**Supplied text:**
Over the course of those years, Keck played a major role in creating several of the network’s flagship TV programs, including Life on the Rock, The Journey Home, Father Spitzer’s Universe, and EWTN Bookmark, as well as The World Over, which essentially launched what would later become EWTN News, of which the Register is a part. He also pioneered programming in multiple languages worldwide and expanded the network’s coverage of live events, such as the annual March for Life.
Keck recently announced his plans to retire as EWTN’s president and chief operating officer effective June 30, though he will continue to host EWTN Bookmark and Father Spitzer’s Universe.
In a workplace brimming with dramatic personal stories of God’s habit of calling people from some of the most unlikely places to use their talents to serve the Church — starting with Mother Angelica herself — Keck, who in his former life helped to launch The Playboy Channel, has a story that’s tough to beat.

A Broadcast Whiz
Doug Keck grew up Catholic on Long Island, though his family didn’t participate much in the faith beyond the essentials. To a young Keck, priests were akin to drill sergeants, the bishop was the army general, and ordinary lay Catholics like him were the reservists; called up for service on Sunday, but otherwise left alone.
Keck was drawn to radio, TV and film at a young age and benefitted from his proximity to the Big Apple, landing an internship with a local radio station while studying at the New York Institute of Technology. He did news and deejaying for a few years before he got an invite to be an announcer at a cable TV company, Cablevision, founded by Charles Dolan, the billionaire founder of HBO, and Keck advanced quickly to the company’s top echelons.
Under Keck’s leadership on Cablevision’s programming committee, the company launched Bravo in 1980 as an arts and culture channel, and later launched American Movie Classics, later known as AMC. Keck’s team also founded another channel originally named Escapade, which later morphed into The Playboy Channel — much to Keck’s chagrin.
Keck’s high-school sweetheart and eventual spouse Theresa was “a better Catholic” than he was and helped to keep him on the right track by “dragging” him to Mass, he said — but faith remained largely a peripheral issue for Keck until 1986, when his son Matt was born. Matt has autism, and Keck said the ongoing experience of caring for Matt with an unconditional love — an experience which continues to this day — began to force him outside of himself, to begin to reassess his worldly desires and priorities.
This coincided with a growing disillusionment with the exhilarating — but spiritually shallow — work Keck was doing in TV. He said the more he rubbed shoulders with the major sports, media and entertainment personalities of the era, he began to notice something missing from many of their lives, and indeed from his own.
“Fame didn’t make them bad people; it didn’t make them good people,” he said of the successful people he met — but, he emphasized, one thing that being famous did not make them was … happy.
“So I started to think: What’s missing in my life? Well, maybe God. So I had that in the back of my mind,” he said.
Learning to Put God First
Keck points to his involvement in Marriage Encounter, a Catholic program designed to strengthen and enrich marriages through retreats, as another major step toward bringing him back to the faith. Marriage Encounter helped Keck and his wife to realize the importance of putting God at the center of their marriage — and also convinced Keck he needed to place more emphasis on his family and less on his career.

**Extracted data:**
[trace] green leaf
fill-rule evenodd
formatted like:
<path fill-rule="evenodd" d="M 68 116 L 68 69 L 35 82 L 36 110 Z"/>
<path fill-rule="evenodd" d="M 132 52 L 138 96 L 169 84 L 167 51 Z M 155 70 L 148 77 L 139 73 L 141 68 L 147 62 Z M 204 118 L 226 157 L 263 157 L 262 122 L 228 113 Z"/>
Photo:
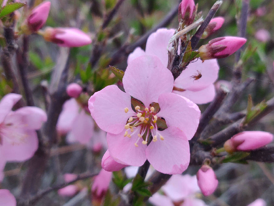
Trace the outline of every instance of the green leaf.
<path fill-rule="evenodd" d="M 109 68 L 111 70 L 113 74 L 117 77 L 121 81 L 123 80 L 123 77 L 125 74 L 125 72 L 122 70 L 120 70 L 119 69 L 116 68 L 110 65 Z"/>
<path fill-rule="evenodd" d="M 26 4 L 23 3 L 16 2 L 6 5 L 2 7 L 1 11 L 0 11 L 0 19 L 2 19 L 26 5 Z"/>
<path fill-rule="evenodd" d="M 249 153 L 244 152 L 234 152 L 231 154 L 229 154 L 222 161 L 223 163 L 227 162 L 242 162 L 242 159 L 246 157 L 249 155 Z"/>

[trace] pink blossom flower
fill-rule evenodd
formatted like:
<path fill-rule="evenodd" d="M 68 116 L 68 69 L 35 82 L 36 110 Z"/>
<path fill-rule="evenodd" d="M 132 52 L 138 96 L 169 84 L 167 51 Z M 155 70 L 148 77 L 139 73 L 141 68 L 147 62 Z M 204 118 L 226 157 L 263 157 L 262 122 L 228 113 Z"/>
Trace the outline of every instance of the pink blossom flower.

**Objective:** Rewrite the section of the Doug Keck profile that opens with the words "Keck recently announced" and closes with "tough to beat.", substituting "step down" for "retire".

**Solved exercise:**
Keck recently announced his plans to step down as EWTN’s president and chief operating officer effective June 30, though he will continue to host EWTN Bookmark and Father Spitzer’s Universe.
In a workplace brimming with dramatic personal stories of God’s habit of calling people from some of the most unlikely places to use their talents to serve the Church — starting with Mother Angelica herself — Keck, who in his former life helped to launch The Playboy Channel, has a story that’s tough to beat.